#### ACTION ITEM
Apart from the pictures, output all of the records exactly.

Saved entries
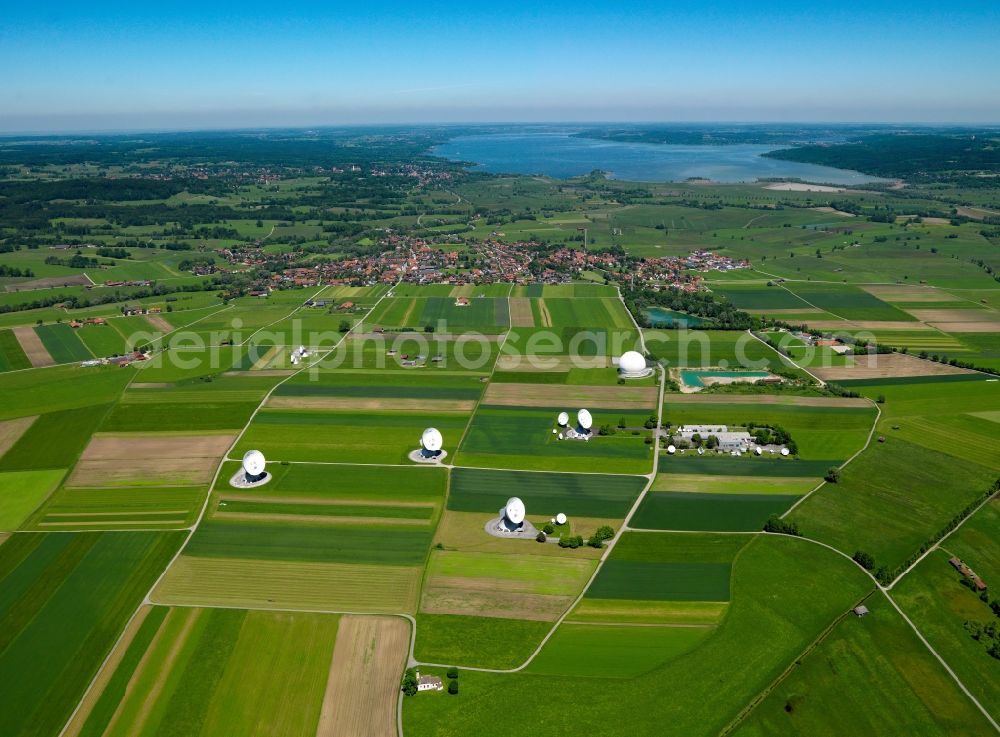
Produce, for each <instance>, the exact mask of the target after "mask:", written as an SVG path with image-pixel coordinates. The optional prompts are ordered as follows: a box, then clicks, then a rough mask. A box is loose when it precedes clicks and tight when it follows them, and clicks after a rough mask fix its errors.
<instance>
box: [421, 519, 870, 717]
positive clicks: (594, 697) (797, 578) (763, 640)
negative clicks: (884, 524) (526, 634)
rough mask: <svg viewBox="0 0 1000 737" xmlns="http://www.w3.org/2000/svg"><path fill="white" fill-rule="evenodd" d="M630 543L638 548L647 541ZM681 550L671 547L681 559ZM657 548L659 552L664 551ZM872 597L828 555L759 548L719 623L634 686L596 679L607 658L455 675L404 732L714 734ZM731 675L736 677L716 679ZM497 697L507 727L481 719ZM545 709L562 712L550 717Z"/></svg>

#### SOLUTION FOR THIS TASK
Produce, for each <instance>, the exact mask of the target after "mask:", written as an SVG path with image-pixel coordinates. The optional prompts are ordered as follows: a box, then clicks, then a rough mask. A box is loose when it precedes clicks and tight when it follows them, and clicks after a rough mask fix its errors.
<instance>
box: [421, 519, 870, 717]
positive clicks: (594, 697) (797, 578) (763, 640)
negative clicks: (884, 524) (526, 634)
rough mask: <svg viewBox="0 0 1000 737" xmlns="http://www.w3.org/2000/svg"><path fill="white" fill-rule="evenodd" d="M630 543L638 548L647 541ZM681 550L671 547L681 559ZM657 548L659 552L664 551ZM872 597L828 555L759 548L719 623L634 686L596 679L607 658L455 675L404 732L714 734ZM731 675L736 677L716 679ZM497 697L507 727L481 719ZM545 709L562 712L550 717Z"/></svg>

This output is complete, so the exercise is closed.